■ Stated task ■
Extract, word for word, the lines of the records beginning with the line that contains "Where can you see the shoe" and running through the final line of the records, with both ends included.

■ Extracted entries ■
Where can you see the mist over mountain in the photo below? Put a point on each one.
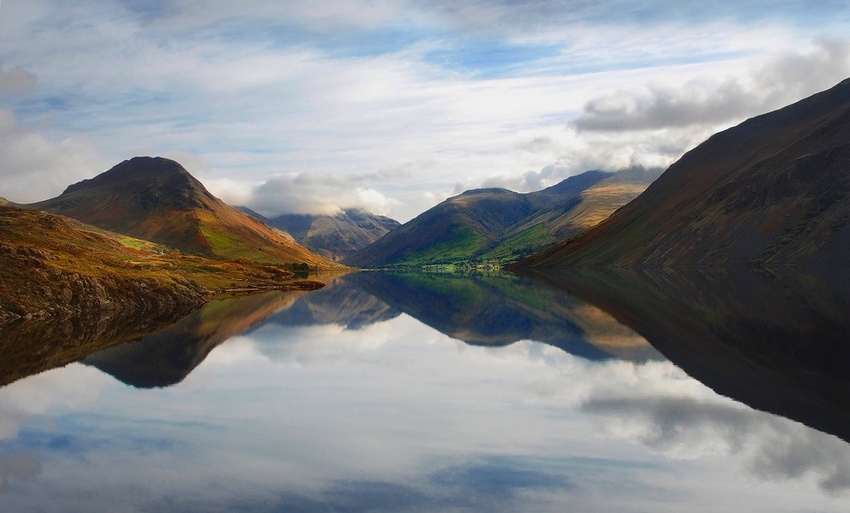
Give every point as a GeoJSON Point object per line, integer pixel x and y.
{"type": "Point", "coordinates": [332, 236]}
{"type": "Point", "coordinates": [498, 225]}
{"type": "Point", "coordinates": [156, 199]}
{"type": "Point", "coordinates": [772, 191]}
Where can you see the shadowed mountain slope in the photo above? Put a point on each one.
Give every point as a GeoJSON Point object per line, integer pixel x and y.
{"type": "Point", "coordinates": [332, 236]}
{"type": "Point", "coordinates": [156, 199]}
{"type": "Point", "coordinates": [498, 225]}
{"type": "Point", "coordinates": [773, 191]}
{"type": "Point", "coordinates": [775, 341]}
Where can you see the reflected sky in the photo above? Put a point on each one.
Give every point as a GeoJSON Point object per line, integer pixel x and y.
{"type": "Point", "coordinates": [393, 415]}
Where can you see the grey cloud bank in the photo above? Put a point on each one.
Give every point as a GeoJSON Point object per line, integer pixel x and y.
{"type": "Point", "coordinates": [454, 94]}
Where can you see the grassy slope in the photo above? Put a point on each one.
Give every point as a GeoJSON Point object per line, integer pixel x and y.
{"type": "Point", "coordinates": [156, 199]}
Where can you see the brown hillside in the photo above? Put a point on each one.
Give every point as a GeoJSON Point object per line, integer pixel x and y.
{"type": "Point", "coordinates": [156, 199]}
{"type": "Point", "coordinates": [773, 191]}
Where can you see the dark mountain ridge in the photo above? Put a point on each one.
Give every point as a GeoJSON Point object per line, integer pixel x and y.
{"type": "Point", "coordinates": [497, 225]}
{"type": "Point", "coordinates": [332, 236]}
{"type": "Point", "coordinates": [772, 191]}
{"type": "Point", "coordinates": [156, 199]}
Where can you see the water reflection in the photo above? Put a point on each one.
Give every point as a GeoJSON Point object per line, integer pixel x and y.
{"type": "Point", "coordinates": [168, 356]}
{"type": "Point", "coordinates": [337, 401]}
{"type": "Point", "coordinates": [778, 341]}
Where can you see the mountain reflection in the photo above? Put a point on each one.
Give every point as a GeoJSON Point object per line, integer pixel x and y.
{"type": "Point", "coordinates": [168, 356]}
{"type": "Point", "coordinates": [334, 401]}
{"type": "Point", "coordinates": [497, 309]}
{"type": "Point", "coordinates": [480, 309]}
{"type": "Point", "coordinates": [779, 342]}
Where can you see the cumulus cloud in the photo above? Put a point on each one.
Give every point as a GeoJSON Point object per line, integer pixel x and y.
{"type": "Point", "coordinates": [707, 102]}
{"type": "Point", "coordinates": [317, 193]}
{"type": "Point", "coordinates": [35, 168]}
{"type": "Point", "coordinates": [16, 80]}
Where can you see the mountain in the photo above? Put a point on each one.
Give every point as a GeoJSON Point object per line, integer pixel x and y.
{"type": "Point", "coordinates": [498, 225]}
{"type": "Point", "coordinates": [334, 237]}
{"type": "Point", "coordinates": [772, 191]}
{"type": "Point", "coordinates": [156, 199]}
{"type": "Point", "coordinates": [55, 267]}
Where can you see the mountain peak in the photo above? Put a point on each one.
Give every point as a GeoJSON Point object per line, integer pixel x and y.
{"type": "Point", "coordinates": [151, 180]}
{"type": "Point", "coordinates": [156, 199]}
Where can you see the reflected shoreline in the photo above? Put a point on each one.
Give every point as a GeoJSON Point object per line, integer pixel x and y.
{"type": "Point", "coordinates": [777, 342]}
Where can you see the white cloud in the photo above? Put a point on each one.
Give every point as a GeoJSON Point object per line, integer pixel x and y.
{"type": "Point", "coordinates": [316, 193]}
{"type": "Point", "coordinates": [34, 168]}
{"type": "Point", "coordinates": [711, 102]}
{"type": "Point", "coordinates": [267, 92]}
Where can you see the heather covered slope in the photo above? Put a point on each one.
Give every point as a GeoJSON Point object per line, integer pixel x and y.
{"type": "Point", "coordinates": [498, 225]}
{"type": "Point", "coordinates": [52, 266]}
{"type": "Point", "coordinates": [333, 236]}
{"type": "Point", "coordinates": [772, 191]}
{"type": "Point", "coordinates": [156, 199]}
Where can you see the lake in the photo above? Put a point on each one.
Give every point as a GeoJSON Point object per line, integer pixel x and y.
{"type": "Point", "coordinates": [430, 392]}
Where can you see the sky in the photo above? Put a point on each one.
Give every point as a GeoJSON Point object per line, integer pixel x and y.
{"type": "Point", "coordinates": [391, 106]}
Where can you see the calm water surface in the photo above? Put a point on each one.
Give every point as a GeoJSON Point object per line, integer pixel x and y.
{"type": "Point", "coordinates": [361, 398]}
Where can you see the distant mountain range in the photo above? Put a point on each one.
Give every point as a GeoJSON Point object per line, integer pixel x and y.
{"type": "Point", "coordinates": [143, 240]}
{"type": "Point", "coordinates": [499, 226]}
{"type": "Point", "coordinates": [332, 236]}
{"type": "Point", "coordinates": [772, 191]}
{"type": "Point", "coordinates": [156, 199]}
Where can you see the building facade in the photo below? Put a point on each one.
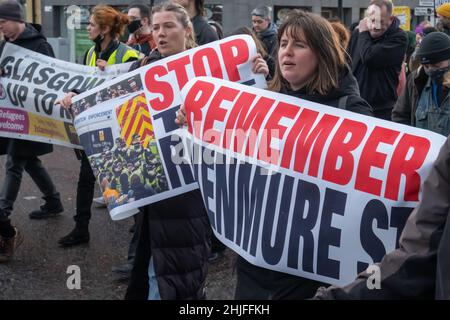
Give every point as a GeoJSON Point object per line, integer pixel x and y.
{"type": "Point", "coordinates": [58, 22]}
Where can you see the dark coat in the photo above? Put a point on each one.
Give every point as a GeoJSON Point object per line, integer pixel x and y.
{"type": "Point", "coordinates": [176, 232]}
{"type": "Point", "coordinates": [260, 283]}
{"type": "Point", "coordinates": [377, 64]}
{"type": "Point", "coordinates": [204, 33]}
{"type": "Point", "coordinates": [419, 268]}
{"type": "Point", "coordinates": [34, 40]}
{"type": "Point", "coordinates": [405, 109]}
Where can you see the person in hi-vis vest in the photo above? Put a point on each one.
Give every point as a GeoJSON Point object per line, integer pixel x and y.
{"type": "Point", "coordinates": [105, 27]}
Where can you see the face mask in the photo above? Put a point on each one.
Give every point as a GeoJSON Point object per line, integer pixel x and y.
{"type": "Point", "coordinates": [437, 75]}
{"type": "Point", "coordinates": [134, 26]}
{"type": "Point", "coordinates": [98, 40]}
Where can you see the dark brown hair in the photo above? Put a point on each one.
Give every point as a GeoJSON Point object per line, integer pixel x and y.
{"type": "Point", "coordinates": [323, 41]}
{"type": "Point", "coordinates": [259, 45]}
{"type": "Point", "coordinates": [183, 18]}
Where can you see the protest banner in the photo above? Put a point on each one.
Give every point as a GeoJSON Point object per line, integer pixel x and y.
{"type": "Point", "coordinates": [127, 125]}
{"type": "Point", "coordinates": [29, 87]}
{"type": "Point", "coordinates": [299, 187]}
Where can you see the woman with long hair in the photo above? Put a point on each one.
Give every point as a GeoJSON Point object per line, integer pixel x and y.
{"type": "Point", "coordinates": [311, 64]}
{"type": "Point", "coordinates": [174, 234]}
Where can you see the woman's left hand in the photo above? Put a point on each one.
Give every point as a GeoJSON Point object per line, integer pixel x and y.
{"type": "Point", "coordinates": [101, 64]}
{"type": "Point", "coordinates": [259, 65]}
{"type": "Point", "coordinates": [181, 116]}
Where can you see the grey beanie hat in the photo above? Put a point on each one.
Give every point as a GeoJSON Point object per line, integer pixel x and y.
{"type": "Point", "coordinates": [11, 10]}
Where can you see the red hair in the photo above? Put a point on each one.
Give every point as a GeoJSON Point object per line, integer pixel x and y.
{"type": "Point", "coordinates": [107, 16]}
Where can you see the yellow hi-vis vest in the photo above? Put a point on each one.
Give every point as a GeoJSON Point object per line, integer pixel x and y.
{"type": "Point", "coordinates": [120, 55]}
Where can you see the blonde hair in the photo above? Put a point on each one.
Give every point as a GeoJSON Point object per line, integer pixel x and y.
{"type": "Point", "coordinates": [182, 17]}
{"type": "Point", "coordinates": [323, 41]}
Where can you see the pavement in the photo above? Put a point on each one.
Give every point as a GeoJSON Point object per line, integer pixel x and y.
{"type": "Point", "coordinates": [40, 267]}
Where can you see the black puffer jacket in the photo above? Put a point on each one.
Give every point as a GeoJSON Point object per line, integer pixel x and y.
{"type": "Point", "coordinates": [377, 64]}
{"type": "Point", "coordinates": [347, 92]}
{"type": "Point", "coordinates": [34, 40]}
{"type": "Point", "coordinates": [176, 233]}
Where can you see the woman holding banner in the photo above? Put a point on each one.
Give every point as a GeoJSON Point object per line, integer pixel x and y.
{"type": "Point", "coordinates": [311, 65]}
{"type": "Point", "coordinates": [106, 25]}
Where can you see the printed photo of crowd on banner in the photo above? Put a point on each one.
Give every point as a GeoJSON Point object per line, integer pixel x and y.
{"type": "Point", "coordinates": [127, 86]}
{"type": "Point", "coordinates": [137, 172]}
{"type": "Point", "coordinates": [128, 167]}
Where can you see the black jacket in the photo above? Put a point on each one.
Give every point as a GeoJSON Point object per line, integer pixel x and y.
{"type": "Point", "coordinates": [260, 283]}
{"type": "Point", "coordinates": [204, 33]}
{"type": "Point", "coordinates": [34, 40]}
{"type": "Point", "coordinates": [348, 90]}
{"type": "Point", "coordinates": [377, 64]}
{"type": "Point", "coordinates": [419, 268]}
{"type": "Point", "coordinates": [177, 233]}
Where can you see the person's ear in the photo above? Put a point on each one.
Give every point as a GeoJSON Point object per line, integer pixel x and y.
{"type": "Point", "coordinates": [106, 30]}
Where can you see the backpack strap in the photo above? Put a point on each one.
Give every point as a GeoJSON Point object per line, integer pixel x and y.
{"type": "Point", "coordinates": [342, 103]}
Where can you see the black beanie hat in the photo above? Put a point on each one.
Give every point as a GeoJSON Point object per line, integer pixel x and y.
{"type": "Point", "coordinates": [435, 47]}
{"type": "Point", "coordinates": [11, 10]}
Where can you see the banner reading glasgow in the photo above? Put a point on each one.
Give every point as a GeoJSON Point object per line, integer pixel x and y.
{"type": "Point", "coordinates": [30, 85]}
{"type": "Point", "coordinates": [299, 187]}
{"type": "Point", "coordinates": [127, 125]}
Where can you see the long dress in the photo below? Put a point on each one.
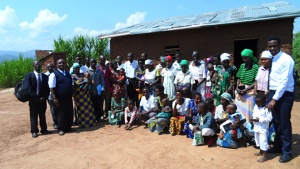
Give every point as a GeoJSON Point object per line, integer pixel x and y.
{"type": "Point", "coordinates": [223, 82]}
{"type": "Point", "coordinates": [169, 75]}
{"type": "Point", "coordinates": [115, 119]}
{"type": "Point", "coordinates": [84, 106]}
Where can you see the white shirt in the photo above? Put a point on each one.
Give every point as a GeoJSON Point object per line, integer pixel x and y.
{"type": "Point", "coordinates": [182, 78]}
{"type": "Point", "coordinates": [282, 74]}
{"type": "Point", "coordinates": [52, 79]}
{"type": "Point", "coordinates": [130, 68]}
{"type": "Point", "coordinates": [264, 116]}
{"type": "Point", "coordinates": [184, 108]}
{"type": "Point", "coordinates": [147, 104]}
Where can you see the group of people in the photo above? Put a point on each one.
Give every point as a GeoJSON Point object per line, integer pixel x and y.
{"type": "Point", "coordinates": [210, 101]}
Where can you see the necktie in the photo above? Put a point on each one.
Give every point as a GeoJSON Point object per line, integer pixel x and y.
{"type": "Point", "coordinates": [39, 82]}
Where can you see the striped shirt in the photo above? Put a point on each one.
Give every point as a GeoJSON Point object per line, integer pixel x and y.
{"type": "Point", "coordinates": [247, 77]}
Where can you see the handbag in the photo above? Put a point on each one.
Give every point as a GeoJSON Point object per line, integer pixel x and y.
{"type": "Point", "coordinates": [198, 139]}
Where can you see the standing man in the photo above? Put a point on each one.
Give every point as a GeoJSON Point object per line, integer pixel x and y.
{"type": "Point", "coordinates": [97, 89]}
{"type": "Point", "coordinates": [61, 87]}
{"type": "Point", "coordinates": [53, 110]}
{"type": "Point", "coordinates": [37, 85]}
{"type": "Point", "coordinates": [107, 92]}
{"type": "Point", "coordinates": [281, 98]}
{"type": "Point", "coordinates": [131, 67]}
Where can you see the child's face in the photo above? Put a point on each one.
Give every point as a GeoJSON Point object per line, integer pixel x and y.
{"type": "Point", "coordinates": [197, 99]}
{"type": "Point", "coordinates": [130, 105]}
{"type": "Point", "coordinates": [230, 109]}
{"type": "Point", "coordinates": [116, 96]}
{"type": "Point", "coordinates": [260, 103]}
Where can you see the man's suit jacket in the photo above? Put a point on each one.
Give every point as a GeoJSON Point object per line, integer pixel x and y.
{"type": "Point", "coordinates": [30, 83]}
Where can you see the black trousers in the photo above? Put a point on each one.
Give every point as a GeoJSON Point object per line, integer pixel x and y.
{"type": "Point", "coordinates": [65, 114]}
{"type": "Point", "coordinates": [282, 121]}
{"type": "Point", "coordinates": [37, 109]}
{"type": "Point", "coordinates": [98, 109]}
{"type": "Point", "coordinates": [131, 90]}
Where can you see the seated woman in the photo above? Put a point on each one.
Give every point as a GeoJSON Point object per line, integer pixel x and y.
{"type": "Point", "coordinates": [191, 118]}
{"type": "Point", "coordinates": [231, 133]}
{"type": "Point", "coordinates": [205, 123]}
{"type": "Point", "coordinates": [147, 107]}
{"type": "Point", "coordinates": [115, 115]}
{"type": "Point", "coordinates": [180, 109]}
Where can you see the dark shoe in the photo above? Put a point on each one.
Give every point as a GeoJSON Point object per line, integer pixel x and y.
{"type": "Point", "coordinates": [34, 135]}
{"type": "Point", "coordinates": [46, 132]}
{"type": "Point", "coordinates": [61, 133]}
{"type": "Point", "coordinates": [286, 158]}
{"type": "Point", "coordinates": [274, 150]}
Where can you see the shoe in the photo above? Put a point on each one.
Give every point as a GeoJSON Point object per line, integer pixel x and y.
{"type": "Point", "coordinates": [46, 132]}
{"type": "Point", "coordinates": [61, 133]}
{"type": "Point", "coordinates": [34, 135]}
{"type": "Point", "coordinates": [274, 150]}
{"type": "Point", "coordinates": [286, 158]}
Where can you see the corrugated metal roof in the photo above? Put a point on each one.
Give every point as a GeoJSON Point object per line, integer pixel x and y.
{"type": "Point", "coordinates": [267, 11]}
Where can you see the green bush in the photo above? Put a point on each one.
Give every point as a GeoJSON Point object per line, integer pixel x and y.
{"type": "Point", "coordinates": [13, 71]}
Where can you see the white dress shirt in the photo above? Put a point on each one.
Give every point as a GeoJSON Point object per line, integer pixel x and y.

■ Solution to the problem ■
Where can you see the shoe in the photo above? Put a point on each one.
Give every point as a GeoJSON Point object per line, integer pixel x and y.
{"type": "Point", "coordinates": [46, 132]}
{"type": "Point", "coordinates": [61, 133]}
{"type": "Point", "coordinates": [34, 135]}
{"type": "Point", "coordinates": [274, 150]}
{"type": "Point", "coordinates": [286, 158]}
Where can you see the corrugated metal roof in the photo above? Put a point on each one.
Give every point as a GeoJSON Point object per line, integer pixel x and y.
{"type": "Point", "coordinates": [267, 11]}
Where can you see the green bush in the photo above? Put a point on each one.
Give every point as a GeoJSON Point object per line, integer pixel x and y.
{"type": "Point", "coordinates": [13, 71]}
Where can you see the white dress shirt in the photo above? Put a point on each one.
Give every point as a GeoJSON Point object per line, integer pixel x and y.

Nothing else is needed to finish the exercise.